Exercise 1: Return the article about the owner of Wet Paint word for word, in full.

Document extract:
========================

Wet Paint owner stocks her neighborhood with creative supplies

Kelly Westhoff


When Beth Bergman decided it was time to get a real job, she bought Wet Paint, an art supply store. She hadn't planned to buy the business; she hadn't even planned to work in retail.

Bergman had earned her bachelor's degree in studio arts and considered herself a painter. But she didn't know art could become a career. "I went to college before there were women in positions that equaled their education," she said. "By the time I graduated, there was a recession and you were just glad if all the people you knew weren't in Vietnam."

She accepted a job with Economics Laboratories in St. Paul; today that company is Ecolab. For eight years, she worked with the accounting department and sales for corporate accounts, but personal unrest was brewing. "I never intended to have a life in business," she said. "I saved myself a small bundle and left."

For two years she painted, volunteered and took odd jobs. Then, at about the same time that Bergman had decided she should go back to the working world, a friend from college urged her to take a part-time job in his art supply store.

"Retail wasn't what I'd had in mind," Bergman recalled. "Someone trained me in for half an hour and left. I'd never worked at a cash register before but it turned out to be kinda fun. Low and behold, I ended up buying the place. And here I am, 20 years later."

Since purchasing the store in 1983, Bergman has cemented Wet Paint's presence on Grand Avenue in St. Paul. The store has moved four times, and each time it has expanded. The original Wet Paint occupied 450 square feet and had one employee. The current store occupies 3,400 square feet, employs 15 and offers a dental plan.

With 20 years in the art supply business, does Bergman finally feel that she is using her college degree? "Yes. But I use my Latin from high school, too. I even use algebra. Education," she stressed, "is there to round you as a person, and life does that for you too."

Life as a small business owner has taught Bergman to never sit still. "That's the nature of retail, it's the nature of business, really, it's the nature of our culture," she explained. "You have to look over your shoulder because change is coming. If you're asleep at the wheel, you're gonna wake up stunned."

That willingness to change has meant stocking items she isn't always happy about. "There are consumer demands for items at certain price points and so we have to sell those things," she explained. "I try to offset mass consumer demand with unique items. Like things that only 12 people in the state would buy."

========================

Given entries:
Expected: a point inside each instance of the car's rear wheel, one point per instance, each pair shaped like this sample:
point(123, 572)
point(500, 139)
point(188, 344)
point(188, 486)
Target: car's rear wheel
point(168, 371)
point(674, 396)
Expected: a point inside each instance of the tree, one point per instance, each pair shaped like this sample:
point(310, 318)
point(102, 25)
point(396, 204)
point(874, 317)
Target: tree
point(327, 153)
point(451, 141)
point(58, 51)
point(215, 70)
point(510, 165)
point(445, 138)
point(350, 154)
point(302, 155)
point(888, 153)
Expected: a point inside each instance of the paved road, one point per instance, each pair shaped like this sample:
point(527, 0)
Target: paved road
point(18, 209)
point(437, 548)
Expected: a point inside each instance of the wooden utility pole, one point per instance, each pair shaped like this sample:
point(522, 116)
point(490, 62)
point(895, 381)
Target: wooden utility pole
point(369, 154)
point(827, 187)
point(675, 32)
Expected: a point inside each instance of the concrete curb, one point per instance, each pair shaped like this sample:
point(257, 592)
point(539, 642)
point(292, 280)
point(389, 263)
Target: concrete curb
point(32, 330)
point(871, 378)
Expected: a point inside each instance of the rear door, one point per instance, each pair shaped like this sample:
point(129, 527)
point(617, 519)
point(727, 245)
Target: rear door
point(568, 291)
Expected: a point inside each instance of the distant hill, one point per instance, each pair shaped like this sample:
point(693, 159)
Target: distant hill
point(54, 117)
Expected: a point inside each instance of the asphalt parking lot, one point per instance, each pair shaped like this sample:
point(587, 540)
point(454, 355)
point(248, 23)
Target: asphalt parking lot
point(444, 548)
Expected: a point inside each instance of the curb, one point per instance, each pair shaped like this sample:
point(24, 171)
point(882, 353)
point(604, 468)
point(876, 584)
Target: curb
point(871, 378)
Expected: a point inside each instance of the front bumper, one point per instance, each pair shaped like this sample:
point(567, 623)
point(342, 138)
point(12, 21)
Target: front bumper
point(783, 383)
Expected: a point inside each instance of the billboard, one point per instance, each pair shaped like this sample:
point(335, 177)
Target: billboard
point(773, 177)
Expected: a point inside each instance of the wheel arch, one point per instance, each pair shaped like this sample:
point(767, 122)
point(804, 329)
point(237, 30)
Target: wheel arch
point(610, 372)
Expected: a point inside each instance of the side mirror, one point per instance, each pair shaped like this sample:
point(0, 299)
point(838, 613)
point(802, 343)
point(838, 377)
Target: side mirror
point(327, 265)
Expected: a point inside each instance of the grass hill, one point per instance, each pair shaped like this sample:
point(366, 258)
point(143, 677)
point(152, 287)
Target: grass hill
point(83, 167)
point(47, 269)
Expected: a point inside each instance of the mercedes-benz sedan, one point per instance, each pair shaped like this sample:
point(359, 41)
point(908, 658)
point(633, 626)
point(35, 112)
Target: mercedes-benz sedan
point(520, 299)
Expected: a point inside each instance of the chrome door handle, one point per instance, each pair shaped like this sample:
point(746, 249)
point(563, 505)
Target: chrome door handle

========================

Exercise 2: In the records, take everything from the line containing "Expected: a point inside each instance of the paved" down to the line containing "point(54, 117)", change "wooden" to "timber", and keep all else identical. Return only those lines.

Problem solution 1:
Wet Paint owner stocks her neighborhood with creative supplies

Kelly Westhoff


When Beth Bergman decided it was time to get a real job, she bought Wet Paint, an art supply store. She hadn't planned to buy the business; she hadn't even planned to work in retail.

Bergman had earned her bachelor's degree in studio arts and considered herself a painter. But she didn't know art could become a career. "I went to college before there were women in positions that equaled their education," she said. "By the time I graduated, there was a recession and you were just glad if all the people you knew weren't in Vietnam."

She accepted a job with Economics Laboratories in St. Paul; today that company is Ecolab. For eight years, she worked with the accounting department and sales for corporate accounts, but personal unrest was brewing. "I never intended to have a life in business," she said. "I saved myself a small bundle and left."

For two years she painted, volunteered and took odd jobs. Then, at about the same time that Bergman had decided she should go back to the working world, a friend from college urged her to take a part-time job in his art supply store.

"Retail wasn't what I'd had in mind," Bergman recalled. "Someone trained me in for half an hour and left. I'd never worked at a cash register before but it turned out to be kinda fun. Low and behold, I ended up buying the place. And here I am, 20 years later."

Since purchasing the store in 1983, Bergman has cemented Wet Paint's presence on Grand Avenue in St. Paul. The store has moved four times, and each time it has expanded. The original Wet Paint occupied 450 square feet and had one employee. The current store occupies 3,400 square feet, employs 15 and offers a dental plan.

With 20 years in the art supply business, does Bergman finally feel that she is using her college degree? "Yes. But I use my Latin from high school, too. I even use algebra. Education," she stressed, "is there to round you as a person, and life does that for you too."

Life as a small business owner has taught Bergman to never sit still. "That's the nature of retail, it's the nature of business, really, it's the nature of our culture," she explained. "You have to look over your shoulder because change is coming. If you're asleep at the wheel, you're gonna wake up stunned."

That willingness to change has meant stocking items she isn't always happy about. "There are consumer demands for items at certain price points and so we have to sell those things," she explained. "I try to offset mass consumer demand with unique items. Like things that only 12 people in the state would buy."

Problem solution 2:
Expected: a point inside each instance of the paved road, one point per instance, each pair shaped like this sample:
point(527, 0)
Target: paved road
point(18, 209)
point(437, 548)
Expected: a point inside each instance of the timber utility pole, one point per instance, each pair shaped like this sample:
point(522, 116)
point(490, 62)
point(895, 381)
Target: timber utility pole
point(369, 154)
point(827, 187)
point(675, 32)
Expected: a point inside each instance of the concrete curb, one point per instance, each pair shaped like this sample:
point(257, 592)
point(539, 642)
point(292, 280)
point(389, 263)
Target: concrete curb
point(32, 330)
point(871, 378)
Expected: a point inside each instance of the rear door, one point per instance, each pair shaped like this sample:
point(129, 527)
point(617, 519)
point(727, 245)
Target: rear door
point(568, 291)
Expected: a point inside each instance of the distant hill, one point per instance, each pair shaped like this sample:
point(693, 159)
Target: distant hill
point(54, 117)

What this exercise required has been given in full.